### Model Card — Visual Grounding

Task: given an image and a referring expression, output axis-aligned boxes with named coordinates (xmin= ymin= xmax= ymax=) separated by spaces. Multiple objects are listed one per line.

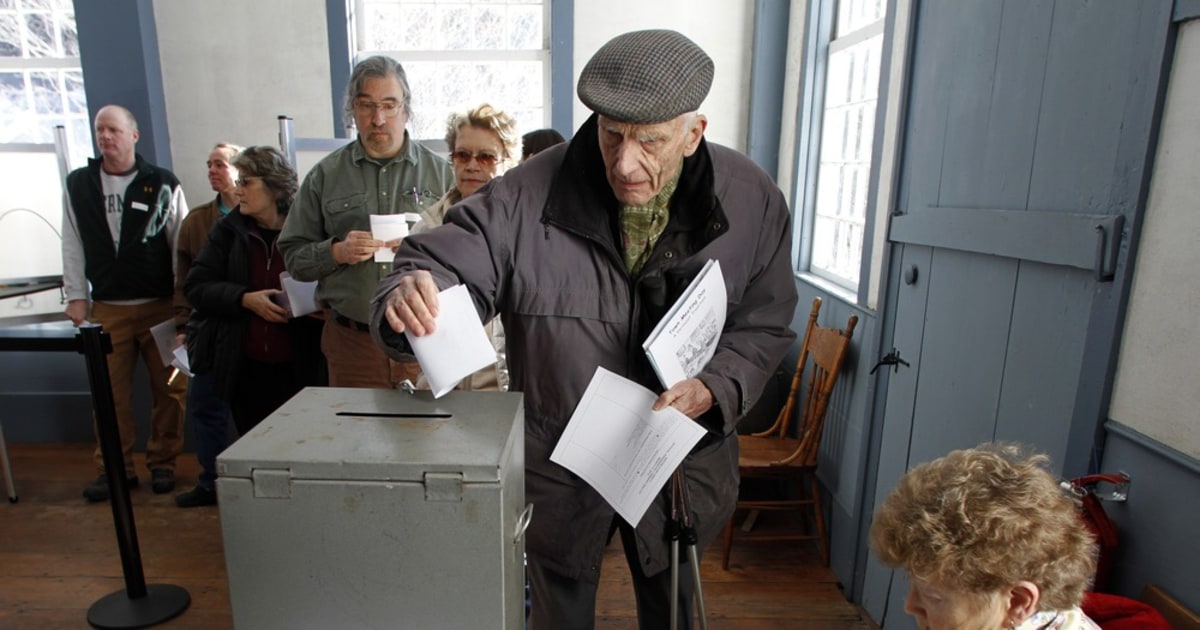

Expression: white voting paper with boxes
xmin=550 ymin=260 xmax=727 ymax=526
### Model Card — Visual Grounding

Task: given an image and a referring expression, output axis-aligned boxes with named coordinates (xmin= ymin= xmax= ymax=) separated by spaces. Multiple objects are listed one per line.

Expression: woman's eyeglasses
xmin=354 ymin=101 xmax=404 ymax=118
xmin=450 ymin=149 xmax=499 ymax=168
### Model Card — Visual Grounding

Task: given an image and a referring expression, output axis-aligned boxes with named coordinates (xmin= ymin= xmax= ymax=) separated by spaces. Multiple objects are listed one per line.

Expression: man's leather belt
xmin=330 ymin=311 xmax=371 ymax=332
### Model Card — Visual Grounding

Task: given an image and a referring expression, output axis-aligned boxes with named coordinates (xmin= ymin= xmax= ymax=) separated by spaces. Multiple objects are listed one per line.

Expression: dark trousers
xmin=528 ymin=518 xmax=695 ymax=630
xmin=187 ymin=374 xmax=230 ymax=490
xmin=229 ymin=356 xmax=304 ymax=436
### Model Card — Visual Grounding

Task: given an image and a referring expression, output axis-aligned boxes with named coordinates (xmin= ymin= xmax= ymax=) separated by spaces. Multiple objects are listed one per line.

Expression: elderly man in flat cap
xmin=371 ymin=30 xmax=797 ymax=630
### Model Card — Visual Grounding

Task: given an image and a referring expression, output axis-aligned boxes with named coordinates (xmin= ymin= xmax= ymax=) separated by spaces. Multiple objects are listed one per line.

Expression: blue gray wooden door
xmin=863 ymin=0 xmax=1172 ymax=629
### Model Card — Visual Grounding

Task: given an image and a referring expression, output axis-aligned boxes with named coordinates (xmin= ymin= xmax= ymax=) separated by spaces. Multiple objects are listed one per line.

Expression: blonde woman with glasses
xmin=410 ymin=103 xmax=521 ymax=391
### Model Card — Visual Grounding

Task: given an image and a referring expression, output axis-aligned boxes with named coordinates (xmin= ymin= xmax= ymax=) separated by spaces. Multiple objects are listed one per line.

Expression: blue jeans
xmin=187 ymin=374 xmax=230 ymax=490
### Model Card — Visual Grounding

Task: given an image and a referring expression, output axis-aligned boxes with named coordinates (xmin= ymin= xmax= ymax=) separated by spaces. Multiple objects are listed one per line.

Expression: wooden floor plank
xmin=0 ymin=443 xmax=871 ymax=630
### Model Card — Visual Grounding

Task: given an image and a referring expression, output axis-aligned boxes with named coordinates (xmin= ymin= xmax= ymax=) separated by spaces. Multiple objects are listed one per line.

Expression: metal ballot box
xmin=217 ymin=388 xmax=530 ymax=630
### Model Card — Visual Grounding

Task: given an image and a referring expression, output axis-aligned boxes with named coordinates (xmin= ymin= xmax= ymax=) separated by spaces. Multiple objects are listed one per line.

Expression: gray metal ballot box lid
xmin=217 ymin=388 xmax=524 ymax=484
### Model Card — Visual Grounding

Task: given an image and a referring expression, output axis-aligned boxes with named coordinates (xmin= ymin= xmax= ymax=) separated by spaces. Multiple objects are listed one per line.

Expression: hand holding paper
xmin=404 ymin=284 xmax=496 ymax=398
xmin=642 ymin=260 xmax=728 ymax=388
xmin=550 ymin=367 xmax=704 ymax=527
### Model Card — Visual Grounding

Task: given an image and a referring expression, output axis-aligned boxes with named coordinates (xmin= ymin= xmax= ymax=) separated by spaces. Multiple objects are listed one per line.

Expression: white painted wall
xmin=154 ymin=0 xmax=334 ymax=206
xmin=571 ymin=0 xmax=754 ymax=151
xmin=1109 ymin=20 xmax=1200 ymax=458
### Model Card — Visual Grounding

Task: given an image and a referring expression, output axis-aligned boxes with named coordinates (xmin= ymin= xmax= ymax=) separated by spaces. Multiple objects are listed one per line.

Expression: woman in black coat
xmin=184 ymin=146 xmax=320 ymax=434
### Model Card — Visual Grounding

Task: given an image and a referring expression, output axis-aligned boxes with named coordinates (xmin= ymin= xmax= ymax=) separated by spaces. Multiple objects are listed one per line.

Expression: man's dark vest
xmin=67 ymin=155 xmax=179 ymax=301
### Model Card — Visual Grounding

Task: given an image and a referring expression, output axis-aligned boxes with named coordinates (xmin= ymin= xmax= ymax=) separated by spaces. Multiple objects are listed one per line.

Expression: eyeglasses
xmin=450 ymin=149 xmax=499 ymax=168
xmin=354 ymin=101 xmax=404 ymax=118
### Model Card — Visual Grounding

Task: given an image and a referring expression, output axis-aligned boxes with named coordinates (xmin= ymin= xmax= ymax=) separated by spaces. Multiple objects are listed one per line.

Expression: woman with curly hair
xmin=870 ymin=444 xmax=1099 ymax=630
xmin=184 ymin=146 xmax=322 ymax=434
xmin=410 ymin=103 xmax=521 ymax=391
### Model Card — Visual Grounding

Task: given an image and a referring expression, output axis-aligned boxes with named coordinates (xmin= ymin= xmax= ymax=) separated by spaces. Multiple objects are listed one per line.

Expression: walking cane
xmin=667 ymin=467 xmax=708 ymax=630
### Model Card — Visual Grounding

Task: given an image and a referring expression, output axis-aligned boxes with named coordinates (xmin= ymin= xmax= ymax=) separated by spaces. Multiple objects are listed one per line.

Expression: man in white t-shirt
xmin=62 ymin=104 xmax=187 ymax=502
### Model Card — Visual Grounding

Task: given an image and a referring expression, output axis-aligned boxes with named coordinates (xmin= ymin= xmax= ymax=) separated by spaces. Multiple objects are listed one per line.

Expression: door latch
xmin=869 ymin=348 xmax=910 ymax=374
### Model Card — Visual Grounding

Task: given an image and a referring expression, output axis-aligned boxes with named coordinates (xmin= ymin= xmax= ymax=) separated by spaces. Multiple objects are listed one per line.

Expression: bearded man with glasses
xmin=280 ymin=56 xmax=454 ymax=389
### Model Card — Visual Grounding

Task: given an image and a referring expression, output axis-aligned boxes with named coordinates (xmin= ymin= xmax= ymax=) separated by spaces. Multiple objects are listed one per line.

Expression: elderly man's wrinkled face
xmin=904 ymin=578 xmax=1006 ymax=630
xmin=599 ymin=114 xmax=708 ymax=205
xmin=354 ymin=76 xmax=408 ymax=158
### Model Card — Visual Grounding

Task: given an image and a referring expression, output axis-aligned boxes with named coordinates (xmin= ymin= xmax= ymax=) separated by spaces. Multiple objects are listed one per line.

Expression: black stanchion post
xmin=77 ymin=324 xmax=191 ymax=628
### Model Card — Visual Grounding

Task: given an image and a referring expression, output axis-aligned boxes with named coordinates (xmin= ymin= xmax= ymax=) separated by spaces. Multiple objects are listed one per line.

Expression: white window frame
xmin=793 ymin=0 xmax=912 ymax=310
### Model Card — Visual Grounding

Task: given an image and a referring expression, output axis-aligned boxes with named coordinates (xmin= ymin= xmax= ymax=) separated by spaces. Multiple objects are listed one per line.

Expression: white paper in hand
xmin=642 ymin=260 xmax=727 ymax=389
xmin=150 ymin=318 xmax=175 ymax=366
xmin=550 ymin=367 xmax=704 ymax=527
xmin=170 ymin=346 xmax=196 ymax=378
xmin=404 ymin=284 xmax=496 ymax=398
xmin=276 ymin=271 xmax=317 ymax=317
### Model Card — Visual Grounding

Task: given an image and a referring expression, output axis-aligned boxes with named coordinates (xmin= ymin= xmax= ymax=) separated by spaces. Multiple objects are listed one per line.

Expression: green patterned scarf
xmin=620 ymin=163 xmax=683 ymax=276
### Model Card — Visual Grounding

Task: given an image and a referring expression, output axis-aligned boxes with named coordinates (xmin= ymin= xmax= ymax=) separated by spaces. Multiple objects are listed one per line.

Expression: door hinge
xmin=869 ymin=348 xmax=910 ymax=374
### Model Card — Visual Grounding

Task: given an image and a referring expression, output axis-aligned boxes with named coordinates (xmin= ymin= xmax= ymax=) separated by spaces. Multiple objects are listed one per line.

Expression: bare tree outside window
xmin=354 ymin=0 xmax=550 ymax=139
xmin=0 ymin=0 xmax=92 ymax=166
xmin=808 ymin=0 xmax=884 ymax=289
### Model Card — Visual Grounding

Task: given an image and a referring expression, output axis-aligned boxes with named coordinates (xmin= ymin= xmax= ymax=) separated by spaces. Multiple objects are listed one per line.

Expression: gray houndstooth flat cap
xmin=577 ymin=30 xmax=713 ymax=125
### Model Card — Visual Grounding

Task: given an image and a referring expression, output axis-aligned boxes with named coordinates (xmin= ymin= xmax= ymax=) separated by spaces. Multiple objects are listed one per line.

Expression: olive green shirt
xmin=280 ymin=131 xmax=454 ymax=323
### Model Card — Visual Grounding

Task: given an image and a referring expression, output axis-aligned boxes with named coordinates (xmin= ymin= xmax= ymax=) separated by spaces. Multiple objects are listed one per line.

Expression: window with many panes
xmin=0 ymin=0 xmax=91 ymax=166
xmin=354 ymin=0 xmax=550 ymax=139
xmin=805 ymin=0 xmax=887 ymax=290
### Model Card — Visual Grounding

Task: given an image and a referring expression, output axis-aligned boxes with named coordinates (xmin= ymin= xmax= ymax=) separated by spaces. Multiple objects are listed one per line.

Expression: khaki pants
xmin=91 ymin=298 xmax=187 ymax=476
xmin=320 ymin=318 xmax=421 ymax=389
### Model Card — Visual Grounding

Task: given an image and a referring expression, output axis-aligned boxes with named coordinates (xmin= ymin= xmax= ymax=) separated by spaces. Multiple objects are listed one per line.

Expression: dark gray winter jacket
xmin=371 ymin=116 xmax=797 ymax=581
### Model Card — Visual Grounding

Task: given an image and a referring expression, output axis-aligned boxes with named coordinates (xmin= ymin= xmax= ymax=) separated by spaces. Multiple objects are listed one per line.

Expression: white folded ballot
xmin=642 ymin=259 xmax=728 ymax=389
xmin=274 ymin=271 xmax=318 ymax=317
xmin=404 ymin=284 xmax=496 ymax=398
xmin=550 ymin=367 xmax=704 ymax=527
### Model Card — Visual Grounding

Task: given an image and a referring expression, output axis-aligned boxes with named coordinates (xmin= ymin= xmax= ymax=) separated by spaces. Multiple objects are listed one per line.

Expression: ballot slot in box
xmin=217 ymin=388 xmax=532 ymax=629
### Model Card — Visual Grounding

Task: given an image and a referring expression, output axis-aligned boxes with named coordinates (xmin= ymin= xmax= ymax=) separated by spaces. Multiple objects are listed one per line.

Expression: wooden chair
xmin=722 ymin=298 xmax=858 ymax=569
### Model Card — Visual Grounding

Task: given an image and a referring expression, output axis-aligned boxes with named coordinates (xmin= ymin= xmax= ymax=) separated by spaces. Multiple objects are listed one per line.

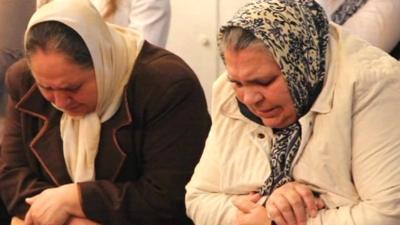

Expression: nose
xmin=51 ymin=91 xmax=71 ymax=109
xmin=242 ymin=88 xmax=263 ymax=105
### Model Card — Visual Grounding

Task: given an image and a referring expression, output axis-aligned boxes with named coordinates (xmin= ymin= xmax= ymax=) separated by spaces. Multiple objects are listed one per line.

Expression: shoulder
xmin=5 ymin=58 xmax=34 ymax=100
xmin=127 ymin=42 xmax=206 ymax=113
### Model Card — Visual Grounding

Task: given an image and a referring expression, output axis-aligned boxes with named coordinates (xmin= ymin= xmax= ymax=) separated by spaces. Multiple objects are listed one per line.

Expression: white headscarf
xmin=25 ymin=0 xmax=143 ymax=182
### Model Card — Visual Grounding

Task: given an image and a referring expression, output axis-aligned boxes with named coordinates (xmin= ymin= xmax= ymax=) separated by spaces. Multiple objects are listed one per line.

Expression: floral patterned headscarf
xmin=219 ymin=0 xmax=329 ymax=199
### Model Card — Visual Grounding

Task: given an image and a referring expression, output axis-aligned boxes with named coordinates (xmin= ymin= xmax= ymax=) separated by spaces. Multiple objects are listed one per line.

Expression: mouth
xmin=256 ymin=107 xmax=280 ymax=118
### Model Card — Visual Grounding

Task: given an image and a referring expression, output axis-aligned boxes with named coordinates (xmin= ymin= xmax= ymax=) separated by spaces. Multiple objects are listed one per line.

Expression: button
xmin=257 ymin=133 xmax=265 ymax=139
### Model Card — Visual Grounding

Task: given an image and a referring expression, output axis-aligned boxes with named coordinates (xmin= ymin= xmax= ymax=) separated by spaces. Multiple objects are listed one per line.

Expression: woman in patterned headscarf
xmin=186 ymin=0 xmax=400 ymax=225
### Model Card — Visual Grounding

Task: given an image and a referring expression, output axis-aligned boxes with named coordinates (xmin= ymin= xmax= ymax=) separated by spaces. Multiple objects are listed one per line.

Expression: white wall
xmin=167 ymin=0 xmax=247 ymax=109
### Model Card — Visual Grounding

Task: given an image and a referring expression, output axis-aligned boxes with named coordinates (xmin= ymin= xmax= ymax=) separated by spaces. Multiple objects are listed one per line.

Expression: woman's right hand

☆ ☆ ☆ ☆

■ TASK DESCRIPTION
Please repeat the data above word for word, from its very first line through the line with "Expression: white voting paper with boxes", including both of those lines, and leave out the pictures.

■ WRITTEN ANSWER
### Model Card — Visual Grounding

Task: given an image and a referring expression, output axis-aligned boxes with named coordinates (xmin= ymin= xmax= ymax=) separated by spaces. Multiple objects are listed one per line.


Expression: white voting paper with boxes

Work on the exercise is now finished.